▶ [Exercise details]: Would you transcribe the listing that follows, character for character, and omit its images?

====== Material provided ======

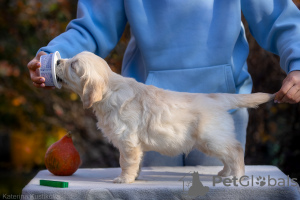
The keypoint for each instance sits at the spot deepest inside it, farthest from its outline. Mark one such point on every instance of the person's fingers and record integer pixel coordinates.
(38, 85)
(33, 65)
(38, 79)
(290, 96)
(297, 96)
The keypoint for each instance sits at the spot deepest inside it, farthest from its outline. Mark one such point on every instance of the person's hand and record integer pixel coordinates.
(290, 89)
(33, 65)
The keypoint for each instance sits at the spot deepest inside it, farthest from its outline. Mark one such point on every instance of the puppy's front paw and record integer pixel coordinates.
(122, 179)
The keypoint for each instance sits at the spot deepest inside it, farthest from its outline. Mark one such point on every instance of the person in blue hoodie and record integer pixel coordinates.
(196, 46)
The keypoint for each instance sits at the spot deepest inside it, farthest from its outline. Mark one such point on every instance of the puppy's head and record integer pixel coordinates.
(86, 74)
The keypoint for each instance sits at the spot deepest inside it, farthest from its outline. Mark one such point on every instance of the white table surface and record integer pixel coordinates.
(162, 183)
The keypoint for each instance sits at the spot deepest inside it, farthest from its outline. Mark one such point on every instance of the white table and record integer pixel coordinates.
(165, 183)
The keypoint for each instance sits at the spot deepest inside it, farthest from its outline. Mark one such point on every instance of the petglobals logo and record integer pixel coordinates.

======

▶ [Task answer]:
The keypoint for each instance sits at the spot deepest inside it, farthest from its outline. Mark one such point on every instance of the person's fingers and record integer pixel coordinates.
(38, 85)
(33, 65)
(38, 79)
(290, 96)
(297, 96)
The keypoint for each instance sits at the spot deepest inside it, farthest from its outline. Mark one such point on every instance of the person's hand and record integer pixel coordinates.
(290, 89)
(33, 65)
The keypoint for each instance sits at the spot deepest inside it, farthest from its outline. Mark one such point on every instance of the puppy's front paw and record integer pixel coordinates.
(122, 179)
The keypoint for each instance sits at the spot deepest inside it, farthest from its outline. Mark one such point on every instance of the person in blue hoodie and record integer pixel coordinates.
(196, 46)
The keypoint for each instance sits at the spot deepest inside it, farthest from its outline. Mark one such point on every instance of the puppy's head and record integer pixel coordinates.
(86, 74)
The keypoint for each instance sits at the spot deepest inside it, farthest from its outline. Mark one such point on every instance of the white table surface and record integer pixel coordinates.
(162, 183)
The keypoint for each instance sits at the spot deepest inside it, farthest from its outline. Mark one such point on every instance of the white table and record integer pixel coordinates.
(165, 183)
The keypoint for each instance sits at the spot deepest inside it, farthest from its outline. Mark one such point on every instance of the petglobals logo and record integer pixel coordinates.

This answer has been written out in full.